### TASK STATEMENT
Go to the line in the data below that contains "the white cloud". Write it out exactly, along with every later line through the last, and nothing else.

Stored data entries
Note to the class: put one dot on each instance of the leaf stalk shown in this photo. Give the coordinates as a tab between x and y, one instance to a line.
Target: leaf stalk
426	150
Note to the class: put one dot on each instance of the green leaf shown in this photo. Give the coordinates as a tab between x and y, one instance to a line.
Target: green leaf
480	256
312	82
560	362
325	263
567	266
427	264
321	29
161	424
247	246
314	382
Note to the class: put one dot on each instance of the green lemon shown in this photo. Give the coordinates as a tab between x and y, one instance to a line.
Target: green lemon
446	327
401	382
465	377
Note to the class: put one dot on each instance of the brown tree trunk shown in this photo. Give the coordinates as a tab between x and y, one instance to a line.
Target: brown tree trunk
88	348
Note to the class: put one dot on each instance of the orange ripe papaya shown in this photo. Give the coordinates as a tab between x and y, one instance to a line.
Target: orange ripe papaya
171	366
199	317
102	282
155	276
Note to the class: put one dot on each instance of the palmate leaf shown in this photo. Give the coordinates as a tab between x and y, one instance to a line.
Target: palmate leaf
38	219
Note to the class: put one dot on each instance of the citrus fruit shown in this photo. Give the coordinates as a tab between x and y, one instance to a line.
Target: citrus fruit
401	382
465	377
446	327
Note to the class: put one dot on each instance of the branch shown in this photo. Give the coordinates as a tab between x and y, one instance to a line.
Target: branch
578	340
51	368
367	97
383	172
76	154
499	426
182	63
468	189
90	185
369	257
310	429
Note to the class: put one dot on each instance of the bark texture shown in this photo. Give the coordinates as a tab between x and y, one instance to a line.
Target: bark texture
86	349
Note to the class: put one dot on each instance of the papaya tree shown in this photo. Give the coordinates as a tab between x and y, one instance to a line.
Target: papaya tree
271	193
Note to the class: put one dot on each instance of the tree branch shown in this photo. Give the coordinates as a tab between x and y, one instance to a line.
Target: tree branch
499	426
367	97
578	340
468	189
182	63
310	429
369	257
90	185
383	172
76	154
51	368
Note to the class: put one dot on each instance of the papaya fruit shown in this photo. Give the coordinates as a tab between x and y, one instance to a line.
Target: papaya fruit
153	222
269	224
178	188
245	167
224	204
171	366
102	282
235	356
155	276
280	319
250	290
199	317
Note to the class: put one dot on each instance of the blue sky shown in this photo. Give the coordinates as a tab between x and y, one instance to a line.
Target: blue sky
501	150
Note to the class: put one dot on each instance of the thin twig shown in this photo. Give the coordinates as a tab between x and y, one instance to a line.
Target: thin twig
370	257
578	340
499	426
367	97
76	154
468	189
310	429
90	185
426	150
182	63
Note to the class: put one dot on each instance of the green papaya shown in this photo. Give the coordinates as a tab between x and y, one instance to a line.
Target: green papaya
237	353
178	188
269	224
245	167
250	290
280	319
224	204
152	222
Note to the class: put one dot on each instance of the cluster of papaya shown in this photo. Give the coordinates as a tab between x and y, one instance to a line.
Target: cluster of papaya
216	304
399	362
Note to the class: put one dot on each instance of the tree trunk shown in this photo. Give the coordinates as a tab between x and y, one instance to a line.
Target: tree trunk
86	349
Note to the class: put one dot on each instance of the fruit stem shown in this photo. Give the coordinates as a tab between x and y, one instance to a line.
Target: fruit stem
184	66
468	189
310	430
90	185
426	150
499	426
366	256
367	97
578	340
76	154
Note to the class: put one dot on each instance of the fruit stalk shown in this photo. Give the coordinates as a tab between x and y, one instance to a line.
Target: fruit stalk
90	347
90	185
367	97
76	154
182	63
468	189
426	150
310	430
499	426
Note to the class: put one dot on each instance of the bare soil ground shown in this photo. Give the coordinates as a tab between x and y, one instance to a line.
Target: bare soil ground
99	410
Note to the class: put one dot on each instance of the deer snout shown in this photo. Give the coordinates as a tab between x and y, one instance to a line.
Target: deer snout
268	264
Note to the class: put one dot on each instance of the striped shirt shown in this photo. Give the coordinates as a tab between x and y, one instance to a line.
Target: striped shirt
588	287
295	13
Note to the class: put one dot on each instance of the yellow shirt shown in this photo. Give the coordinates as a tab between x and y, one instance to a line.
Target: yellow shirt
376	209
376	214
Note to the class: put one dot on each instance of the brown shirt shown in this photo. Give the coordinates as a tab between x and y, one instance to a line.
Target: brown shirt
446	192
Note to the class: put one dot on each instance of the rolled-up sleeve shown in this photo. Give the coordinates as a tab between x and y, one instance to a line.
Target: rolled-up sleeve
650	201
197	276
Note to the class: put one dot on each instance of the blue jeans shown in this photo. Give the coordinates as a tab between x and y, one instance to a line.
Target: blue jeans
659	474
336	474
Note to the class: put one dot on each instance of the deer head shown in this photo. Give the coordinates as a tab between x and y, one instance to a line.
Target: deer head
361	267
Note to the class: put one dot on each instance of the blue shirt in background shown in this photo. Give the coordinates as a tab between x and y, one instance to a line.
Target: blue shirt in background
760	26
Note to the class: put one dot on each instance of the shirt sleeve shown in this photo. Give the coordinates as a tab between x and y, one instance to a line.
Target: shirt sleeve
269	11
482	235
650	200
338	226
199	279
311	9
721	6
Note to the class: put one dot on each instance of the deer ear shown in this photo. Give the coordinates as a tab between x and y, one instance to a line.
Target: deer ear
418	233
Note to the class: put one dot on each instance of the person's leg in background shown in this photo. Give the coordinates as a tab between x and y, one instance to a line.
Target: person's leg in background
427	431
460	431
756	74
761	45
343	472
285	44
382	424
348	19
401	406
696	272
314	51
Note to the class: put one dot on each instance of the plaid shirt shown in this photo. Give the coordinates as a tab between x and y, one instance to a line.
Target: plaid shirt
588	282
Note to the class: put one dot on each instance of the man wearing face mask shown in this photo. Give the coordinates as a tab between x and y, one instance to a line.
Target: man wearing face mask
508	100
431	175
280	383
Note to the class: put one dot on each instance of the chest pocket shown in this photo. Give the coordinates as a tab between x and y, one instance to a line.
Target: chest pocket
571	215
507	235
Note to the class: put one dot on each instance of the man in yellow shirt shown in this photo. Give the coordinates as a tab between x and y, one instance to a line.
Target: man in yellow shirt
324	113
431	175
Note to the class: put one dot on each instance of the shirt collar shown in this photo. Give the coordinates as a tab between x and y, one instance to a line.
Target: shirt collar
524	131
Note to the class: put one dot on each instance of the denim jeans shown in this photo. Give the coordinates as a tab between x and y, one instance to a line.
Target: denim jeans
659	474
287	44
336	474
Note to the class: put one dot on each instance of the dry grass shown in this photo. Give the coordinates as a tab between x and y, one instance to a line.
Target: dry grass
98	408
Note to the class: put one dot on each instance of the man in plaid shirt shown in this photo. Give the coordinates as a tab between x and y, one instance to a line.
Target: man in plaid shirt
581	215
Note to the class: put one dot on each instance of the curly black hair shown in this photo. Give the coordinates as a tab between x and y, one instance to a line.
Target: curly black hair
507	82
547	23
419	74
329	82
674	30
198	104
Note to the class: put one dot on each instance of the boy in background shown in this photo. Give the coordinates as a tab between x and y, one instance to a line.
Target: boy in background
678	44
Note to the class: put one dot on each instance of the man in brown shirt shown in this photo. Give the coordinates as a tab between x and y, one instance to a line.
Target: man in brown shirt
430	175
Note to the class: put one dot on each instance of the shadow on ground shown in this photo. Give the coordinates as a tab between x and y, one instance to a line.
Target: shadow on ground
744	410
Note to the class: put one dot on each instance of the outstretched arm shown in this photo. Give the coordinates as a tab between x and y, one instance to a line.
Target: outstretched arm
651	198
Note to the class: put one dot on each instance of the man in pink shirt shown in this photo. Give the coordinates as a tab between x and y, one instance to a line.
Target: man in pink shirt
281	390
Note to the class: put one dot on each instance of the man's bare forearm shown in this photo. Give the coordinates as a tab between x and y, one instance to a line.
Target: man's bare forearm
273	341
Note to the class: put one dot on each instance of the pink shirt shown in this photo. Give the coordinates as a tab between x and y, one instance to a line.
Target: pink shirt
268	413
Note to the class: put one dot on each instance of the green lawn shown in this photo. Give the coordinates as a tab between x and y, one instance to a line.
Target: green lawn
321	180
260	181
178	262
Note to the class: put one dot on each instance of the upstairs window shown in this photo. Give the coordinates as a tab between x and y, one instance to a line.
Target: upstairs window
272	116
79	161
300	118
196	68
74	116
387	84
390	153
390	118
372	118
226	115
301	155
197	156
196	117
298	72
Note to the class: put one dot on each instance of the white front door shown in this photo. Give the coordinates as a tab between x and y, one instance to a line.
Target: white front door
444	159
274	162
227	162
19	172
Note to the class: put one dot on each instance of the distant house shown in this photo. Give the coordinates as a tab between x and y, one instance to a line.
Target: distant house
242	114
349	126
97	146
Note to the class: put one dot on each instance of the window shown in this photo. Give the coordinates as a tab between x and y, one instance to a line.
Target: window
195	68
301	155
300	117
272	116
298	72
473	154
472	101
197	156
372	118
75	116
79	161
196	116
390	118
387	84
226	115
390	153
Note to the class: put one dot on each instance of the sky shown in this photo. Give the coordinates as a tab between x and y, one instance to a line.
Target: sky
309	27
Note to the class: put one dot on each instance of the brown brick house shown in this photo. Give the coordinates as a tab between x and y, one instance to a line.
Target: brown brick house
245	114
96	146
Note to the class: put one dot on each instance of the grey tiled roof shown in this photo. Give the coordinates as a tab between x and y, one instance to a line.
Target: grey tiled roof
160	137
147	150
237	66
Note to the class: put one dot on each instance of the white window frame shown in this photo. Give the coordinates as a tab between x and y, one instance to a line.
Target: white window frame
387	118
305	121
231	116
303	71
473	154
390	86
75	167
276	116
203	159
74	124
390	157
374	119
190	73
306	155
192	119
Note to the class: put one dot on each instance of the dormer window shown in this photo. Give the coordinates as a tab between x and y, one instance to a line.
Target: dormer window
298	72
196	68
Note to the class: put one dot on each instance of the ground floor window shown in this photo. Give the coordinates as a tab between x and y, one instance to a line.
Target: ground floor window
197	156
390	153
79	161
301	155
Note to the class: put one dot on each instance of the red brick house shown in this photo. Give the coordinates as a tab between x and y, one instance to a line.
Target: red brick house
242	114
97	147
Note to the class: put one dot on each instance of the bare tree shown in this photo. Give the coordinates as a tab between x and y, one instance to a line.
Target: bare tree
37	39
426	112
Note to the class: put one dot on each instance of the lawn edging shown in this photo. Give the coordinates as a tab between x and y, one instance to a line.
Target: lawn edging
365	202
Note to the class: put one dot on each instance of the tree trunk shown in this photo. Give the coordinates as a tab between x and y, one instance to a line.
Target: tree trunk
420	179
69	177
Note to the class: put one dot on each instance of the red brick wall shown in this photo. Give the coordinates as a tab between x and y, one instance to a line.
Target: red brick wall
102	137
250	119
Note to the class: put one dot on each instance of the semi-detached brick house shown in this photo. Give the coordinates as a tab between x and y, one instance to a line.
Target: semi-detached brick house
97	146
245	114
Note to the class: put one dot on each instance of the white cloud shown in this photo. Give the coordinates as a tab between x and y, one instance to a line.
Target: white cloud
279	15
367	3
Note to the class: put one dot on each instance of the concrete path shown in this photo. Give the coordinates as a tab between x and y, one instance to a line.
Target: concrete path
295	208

### RESPONSE
Note to the class: put one dot on each instance of the white cloud shown in this photo. Give the coordinates as a tab between x and y, one instance to a line.
Target: white cloud
279	15
367	3
Note to the class: put one dot on each instance of the concrete path shown in this photo. Give the coordinates as a tab between x and y, one instance to a line.
Target: concrete path
295	208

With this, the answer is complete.